Task prompt: The answer must be an exact copy of the listing below.

____ Extracted material

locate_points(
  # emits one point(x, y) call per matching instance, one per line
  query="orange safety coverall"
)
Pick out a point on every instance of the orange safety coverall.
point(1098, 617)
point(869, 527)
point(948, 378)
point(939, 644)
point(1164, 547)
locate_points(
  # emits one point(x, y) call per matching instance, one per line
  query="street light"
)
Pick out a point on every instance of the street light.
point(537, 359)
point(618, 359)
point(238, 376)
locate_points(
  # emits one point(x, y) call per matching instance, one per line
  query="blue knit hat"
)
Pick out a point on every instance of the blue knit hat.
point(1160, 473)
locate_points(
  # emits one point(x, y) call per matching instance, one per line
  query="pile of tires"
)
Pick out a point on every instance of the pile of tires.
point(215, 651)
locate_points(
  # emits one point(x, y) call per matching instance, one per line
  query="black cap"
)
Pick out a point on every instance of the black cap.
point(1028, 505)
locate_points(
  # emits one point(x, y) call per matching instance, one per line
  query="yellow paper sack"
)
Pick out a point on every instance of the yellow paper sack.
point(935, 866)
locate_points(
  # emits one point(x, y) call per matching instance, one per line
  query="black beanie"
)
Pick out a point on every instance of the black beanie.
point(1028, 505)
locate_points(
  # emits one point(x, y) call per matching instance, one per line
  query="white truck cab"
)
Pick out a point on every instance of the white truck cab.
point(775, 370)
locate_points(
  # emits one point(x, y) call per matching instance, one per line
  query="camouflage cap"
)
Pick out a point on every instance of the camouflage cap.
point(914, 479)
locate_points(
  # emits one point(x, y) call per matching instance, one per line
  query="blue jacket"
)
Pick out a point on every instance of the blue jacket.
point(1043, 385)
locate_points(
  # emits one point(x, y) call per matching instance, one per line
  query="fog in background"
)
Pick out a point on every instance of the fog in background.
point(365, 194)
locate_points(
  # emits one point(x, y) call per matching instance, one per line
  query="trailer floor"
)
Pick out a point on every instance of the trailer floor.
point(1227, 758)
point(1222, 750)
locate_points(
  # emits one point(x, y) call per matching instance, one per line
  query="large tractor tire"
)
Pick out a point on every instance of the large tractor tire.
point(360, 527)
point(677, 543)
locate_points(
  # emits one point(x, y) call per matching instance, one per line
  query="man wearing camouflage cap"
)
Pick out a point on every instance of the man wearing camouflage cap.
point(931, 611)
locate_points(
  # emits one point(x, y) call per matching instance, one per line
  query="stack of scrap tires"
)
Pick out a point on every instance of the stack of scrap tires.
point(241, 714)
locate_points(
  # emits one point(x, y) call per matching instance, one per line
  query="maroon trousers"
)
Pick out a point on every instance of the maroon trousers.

________

Solution to the problem:
locate_points(
  # emits one point(x, y) call per matching instance, one per line
  query="orange safety coverall"
)
Pick out a point on every instance of the orange safety coverall.
point(1098, 617)
point(869, 527)
point(948, 378)
point(939, 644)
point(1164, 547)
locate_points(
  # emits one point(x, y) call per matching instance, one per line
  query="street light"
)
Pick out a point on every instance of the street light.
point(537, 359)
point(618, 359)
point(238, 376)
locate_points(
  # emits one point(x, y) call per matching instance, one per line
  query="blue knit hat"
)
Pick out a point on every instance of the blue knit hat.
point(1160, 473)
locate_points(
  # emits one point(x, y) call per matching instance, one per line
  query="pile of tires"
)
Pick out a point on every instance of the pile of tires.
point(215, 651)
locate_points(
  # emits one point(x, y) call per matching instance, one per line
  query="black cap"
)
Pick out a point on every instance of the black cap.
point(1028, 505)
locate_points(
  # emits one point(x, y) call per matching instance, one per line
  query="yellow paper sack"
)
Pick out a point on every instance of the yellow paper sack.
point(935, 866)
locate_points(
  # emits one point(x, y) call per matching instance, one per line
  query="black beanie"
)
Pick out a point on every instance of the black beanie.
point(1028, 505)
locate_points(
  # emits one point(x, y) call per matching instance, one per line
  query="white truck cab"
)
Pick out a point on every instance of the white truck cab.
point(775, 370)
locate_points(
  # emits one point(x, y) call per matching instance, one per line
  query="camouflage cap"
)
Pick out a point on every instance of the camouflage cap.
point(914, 479)
locate_points(
  # emits one point(x, y) call per matching instance, one per line
  query="blue jacket"
)
Pick out a point on every instance of the blue jacket.
point(1043, 385)
locate_points(
  # emits one point(x, y) call per matching instance, one per line
  query="fog in background"
)
Pick out a point on every instance of the fog in background.
point(365, 194)
locate_points(
  # emits one point(x, y) call per matching instance, one per line
  query="trailer floor"
)
Pick out a point on every instance of the trailer floor.
point(1227, 758)
point(1222, 750)
locate_points(
  # emits one point(x, y) call per matching instance, one per line
  query="large tractor tire"
)
Pick out a point on every instance of the large tractor tire.
point(360, 527)
point(677, 543)
locate_points(
  # emits one point(x, y) call per matching instance, one per line
  query="man wearing camouflage cap"
)
Pick out a point on every instance of the man wearing camouflage cap.
point(931, 611)
locate_points(
  # emits one point(x, y) call per matching instance, one per line
  query="stack of scrap tires"
)
Pick out a point on every instance of the stack of scrap tires.
point(241, 714)
locate_points(
  # emits one point(x, y) call per matching instance, one per line
  query="maroon trousers"
)
Pick out a point on every instance of the maroon trousers.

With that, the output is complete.